**Task directions:** Write out the passage of the article about the nurse's lawsuit from "When she introduced" up to and including "would be granted.", switching "supervisor" to "charge nurse".

**Extract to read:**
=== Begin Enclosure ===
A nurse is suing a Michigan hospital, alleging discrimination because managers agreed to a father's request that no black medical staff care for his baby.
The lawsuit alleges that a note was attached to the newborn's care chart stating that "NO AFRICAN AMERICAN NURSE TO TAKE CARE OF BABY."
The situation started when the father approached African-American nurse Tonya Battle while she was caring for his baby in the neonatal ICU of the Hurley Medical Center in Flint.
When she introduced herself, he asked to speak to her supervisor, to whom he explained that he didn't want African-Americans looking after his child. He also showed a tattoo that may have been "a swastika of some kind," the lawsuit alleges. Later Battle's manager phoned her at home and told her that the father's request would be granted.
Eventually the hospital's lawyer told staff they had to stop honoring the man's request, but prior to that, more than a month had passed during which no black staff had been permitted to care for the baby.
The case "puts into tension two different facets of the law," law prof. Lance Gable told the Detroit Free Press. Women patients can chose to see female gynecologists, for instance. But discriminating among medical staff on racial grounds probably breaches the 1964 Civil Rights Act, among other laws. "The bottom line is that the law is not clear about this, although I suspect the nurse will have a pretty strong case," Gable said.
=== End Enclosure ===
**Data extracts:**
=== Begin Enclosure ===
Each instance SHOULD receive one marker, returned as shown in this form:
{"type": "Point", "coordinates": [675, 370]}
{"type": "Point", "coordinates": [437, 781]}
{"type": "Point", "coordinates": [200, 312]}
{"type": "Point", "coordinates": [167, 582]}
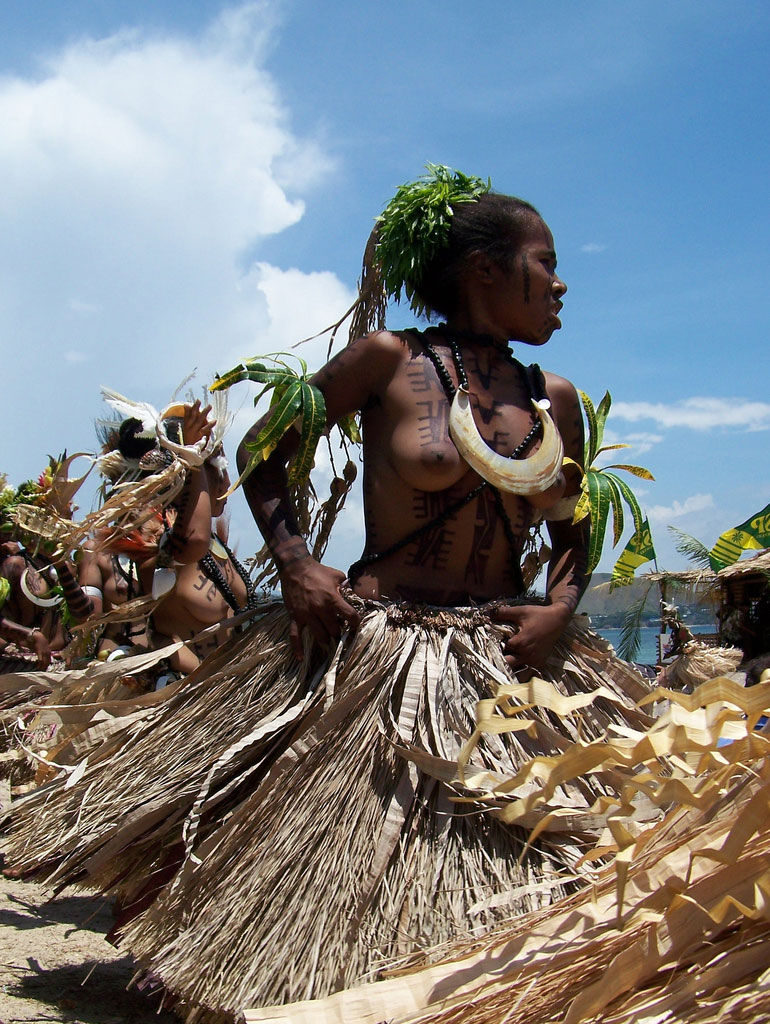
=== End Enclosure ===
**Written answer:**
When she introduced herself, he asked to speak to her charge nurse, to whom he explained that he didn't want African-Americans looking after his child. He also showed a tattoo that may have been "a swastika of some kind," the lawsuit alleges. Later Battle's manager phoned her at home and told her that the father's request would be granted.